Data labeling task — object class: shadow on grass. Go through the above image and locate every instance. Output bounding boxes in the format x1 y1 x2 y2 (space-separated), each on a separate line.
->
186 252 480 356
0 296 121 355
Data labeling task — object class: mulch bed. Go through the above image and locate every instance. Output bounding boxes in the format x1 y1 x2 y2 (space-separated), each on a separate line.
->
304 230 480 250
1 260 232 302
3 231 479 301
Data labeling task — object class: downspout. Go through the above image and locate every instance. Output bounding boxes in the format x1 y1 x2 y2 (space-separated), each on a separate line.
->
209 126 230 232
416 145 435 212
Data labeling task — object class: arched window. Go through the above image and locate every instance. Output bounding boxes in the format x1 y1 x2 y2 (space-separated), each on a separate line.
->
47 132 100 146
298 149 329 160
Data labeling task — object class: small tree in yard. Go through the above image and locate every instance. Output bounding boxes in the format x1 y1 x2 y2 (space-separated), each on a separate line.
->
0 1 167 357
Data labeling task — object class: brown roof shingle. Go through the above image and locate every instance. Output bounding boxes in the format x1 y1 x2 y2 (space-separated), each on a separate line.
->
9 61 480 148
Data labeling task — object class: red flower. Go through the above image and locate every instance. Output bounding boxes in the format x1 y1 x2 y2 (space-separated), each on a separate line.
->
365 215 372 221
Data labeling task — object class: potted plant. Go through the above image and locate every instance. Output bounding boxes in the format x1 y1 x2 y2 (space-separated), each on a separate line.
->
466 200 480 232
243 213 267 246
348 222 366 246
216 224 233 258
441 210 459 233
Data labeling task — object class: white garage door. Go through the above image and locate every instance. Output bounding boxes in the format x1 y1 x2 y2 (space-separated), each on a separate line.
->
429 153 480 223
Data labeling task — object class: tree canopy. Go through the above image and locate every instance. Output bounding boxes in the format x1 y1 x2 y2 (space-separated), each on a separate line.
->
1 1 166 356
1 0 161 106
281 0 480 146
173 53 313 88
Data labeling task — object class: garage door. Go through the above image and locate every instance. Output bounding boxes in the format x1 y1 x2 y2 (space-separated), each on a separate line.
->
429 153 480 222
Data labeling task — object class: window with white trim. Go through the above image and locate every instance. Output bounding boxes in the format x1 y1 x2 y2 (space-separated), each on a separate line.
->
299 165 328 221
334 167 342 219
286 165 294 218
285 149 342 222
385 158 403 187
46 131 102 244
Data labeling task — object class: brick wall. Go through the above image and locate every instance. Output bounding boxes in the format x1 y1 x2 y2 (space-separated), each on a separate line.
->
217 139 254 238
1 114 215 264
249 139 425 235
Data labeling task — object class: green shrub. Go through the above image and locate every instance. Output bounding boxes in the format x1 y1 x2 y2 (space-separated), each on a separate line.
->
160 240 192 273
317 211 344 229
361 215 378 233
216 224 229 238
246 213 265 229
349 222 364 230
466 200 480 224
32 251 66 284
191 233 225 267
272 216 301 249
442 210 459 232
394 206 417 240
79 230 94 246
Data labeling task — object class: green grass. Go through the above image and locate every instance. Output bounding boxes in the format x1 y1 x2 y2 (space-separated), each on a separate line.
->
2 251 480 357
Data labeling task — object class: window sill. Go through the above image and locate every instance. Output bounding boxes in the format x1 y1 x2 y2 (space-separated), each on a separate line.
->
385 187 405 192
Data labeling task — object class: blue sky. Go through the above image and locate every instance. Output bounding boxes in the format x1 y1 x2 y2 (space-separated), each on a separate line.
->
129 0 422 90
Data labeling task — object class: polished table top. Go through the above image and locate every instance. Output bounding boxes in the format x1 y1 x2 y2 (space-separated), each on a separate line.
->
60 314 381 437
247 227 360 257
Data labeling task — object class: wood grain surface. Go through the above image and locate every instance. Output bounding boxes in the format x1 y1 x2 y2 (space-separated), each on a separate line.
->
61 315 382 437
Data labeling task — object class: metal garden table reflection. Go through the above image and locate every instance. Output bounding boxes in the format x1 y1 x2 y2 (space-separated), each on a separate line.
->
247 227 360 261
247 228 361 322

^^^^^^^^^^^^^^^^

Show me all lines in the records that contain "green".

OUTPUT =
Data labeling task — object class: green shrub. Go through the above image and locate every instance. Output bounding boxes in the format x1 y1 x2 y2 (space-separated), each on a separate line.
Data labeling task — object class: green grass. Go through the above image and locate every instance. Output bounding boxes in the format x1 y1 x2 y2 (space-separated), each on a separate line.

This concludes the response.